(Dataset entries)
------------------------------------
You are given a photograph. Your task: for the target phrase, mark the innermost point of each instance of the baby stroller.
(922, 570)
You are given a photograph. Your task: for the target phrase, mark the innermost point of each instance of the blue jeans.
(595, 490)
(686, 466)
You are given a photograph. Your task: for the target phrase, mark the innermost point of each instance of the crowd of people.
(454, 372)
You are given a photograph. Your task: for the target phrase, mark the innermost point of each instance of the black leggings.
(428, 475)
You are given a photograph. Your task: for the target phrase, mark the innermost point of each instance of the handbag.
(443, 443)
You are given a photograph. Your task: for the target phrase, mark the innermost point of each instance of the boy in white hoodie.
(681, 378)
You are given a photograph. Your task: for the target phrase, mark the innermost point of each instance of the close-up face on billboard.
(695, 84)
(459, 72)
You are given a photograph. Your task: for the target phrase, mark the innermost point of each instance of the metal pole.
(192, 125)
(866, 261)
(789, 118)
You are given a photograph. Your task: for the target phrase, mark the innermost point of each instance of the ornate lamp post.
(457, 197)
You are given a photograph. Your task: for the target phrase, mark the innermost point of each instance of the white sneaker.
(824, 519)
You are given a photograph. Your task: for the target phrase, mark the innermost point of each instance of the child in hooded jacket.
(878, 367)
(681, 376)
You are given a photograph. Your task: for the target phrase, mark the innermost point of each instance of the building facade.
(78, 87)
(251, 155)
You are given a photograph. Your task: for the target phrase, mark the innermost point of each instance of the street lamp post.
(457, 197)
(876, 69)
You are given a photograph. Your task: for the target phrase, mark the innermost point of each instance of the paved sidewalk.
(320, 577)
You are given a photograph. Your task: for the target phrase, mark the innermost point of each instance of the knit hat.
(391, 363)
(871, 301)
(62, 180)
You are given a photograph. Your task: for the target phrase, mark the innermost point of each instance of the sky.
------------------------------------
All of the data above should be duplicated exactly.

You are given a photograph. Your task: for the target phrase, mark the innermost point of each instance of the baby stroller.
(922, 570)
You are given a photograph. Your task: for the target phrase, mark the innermost point of each instance of the blue jeans.
(595, 490)
(686, 466)
You are given a photograph. Your task: for the target phrase, mark the innermost point of each instance of the crowd of people.
(454, 372)
You are given a photograph. Your task: for the target phrase, mark the innermost point of each instance of the black leggings.
(428, 475)
You are given a photograph. Your task: for the target phrase, mark the innermost point of each instance of the handbag.
(443, 443)
You are given a photograph. Your task: for the target phrase, mark the innermost point of each instance of the boy in white hoodie.
(681, 378)
You are given a photograph. Your task: for the target phrase, mark the innermost point of each instance of the close-up face on billboard.
(695, 84)
(459, 72)
You are given a photograph. Your task: for the target phrase, mark the innermost point of each instance of the metal pole.
(192, 125)
(866, 261)
(789, 118)
You are given a photograph. Your task: for the target phrase, mark the innermost point of each instance of the ornate lamp post.
(457, 197)
You are given a photograph. Your task: for the target phrase, mark the innermost point of each instance of the white sneaker.
(824, 519)
You are given a photograph. Your task: for the target phrase, mark the innermost point of each instance of the child in hooded jacket.
(878, 367)
(681, 376)
You are given a photograph. Your task: for the target phrase, mark the innermost point of each instance of the building facade.
(78, 87)
(251, 155)
You are given a photograph. Your task: for the target phrase, mark the innermost point of each instance of the street lamp post.
(457, 197)
(876, 69)
You are given a photograph. Your task: for the target phrase, mark the innermost point of each instance of the paved sidewalk.
(320, 577)
You are given a photograph. Your task: for the target phrase, mark the innermost point of each instance of the knit hat.
(391, 363)
(871, 301)
(62, 180)
You are given a photograph. Your task: for the target phrase, mark the innermost point of each instance of the sky.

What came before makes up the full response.